● Activity: Scan the data for "island" and copy the lines it appears in.

● The input:
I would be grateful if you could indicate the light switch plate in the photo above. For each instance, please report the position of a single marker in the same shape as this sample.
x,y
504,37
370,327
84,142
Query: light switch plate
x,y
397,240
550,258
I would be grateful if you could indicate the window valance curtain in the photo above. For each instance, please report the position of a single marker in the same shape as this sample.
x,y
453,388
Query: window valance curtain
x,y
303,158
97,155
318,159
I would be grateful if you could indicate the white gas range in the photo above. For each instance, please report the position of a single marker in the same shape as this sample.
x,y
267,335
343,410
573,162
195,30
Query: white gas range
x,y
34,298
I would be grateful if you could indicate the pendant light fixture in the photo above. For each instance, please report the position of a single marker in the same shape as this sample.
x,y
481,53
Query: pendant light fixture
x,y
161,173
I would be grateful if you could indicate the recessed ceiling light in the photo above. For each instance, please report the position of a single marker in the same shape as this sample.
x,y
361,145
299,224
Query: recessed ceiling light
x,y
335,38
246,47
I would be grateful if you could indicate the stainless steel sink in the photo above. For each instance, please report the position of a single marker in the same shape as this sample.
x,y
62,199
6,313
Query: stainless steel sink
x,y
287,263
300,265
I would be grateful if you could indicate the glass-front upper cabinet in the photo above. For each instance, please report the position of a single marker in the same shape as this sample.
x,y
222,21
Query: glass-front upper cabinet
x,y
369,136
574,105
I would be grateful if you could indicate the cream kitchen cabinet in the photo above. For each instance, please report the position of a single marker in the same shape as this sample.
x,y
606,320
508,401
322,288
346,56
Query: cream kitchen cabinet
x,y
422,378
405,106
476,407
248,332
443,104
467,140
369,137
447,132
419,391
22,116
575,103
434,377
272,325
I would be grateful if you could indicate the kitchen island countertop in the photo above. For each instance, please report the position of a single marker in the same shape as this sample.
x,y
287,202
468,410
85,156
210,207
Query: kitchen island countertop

● Solution to this exercise:
I would be grateful if you could indicate the kitchen island countertop in the photo above. For each instance, please report the position of a single marker in the same shape as this sample.
Query: kitchen island countertop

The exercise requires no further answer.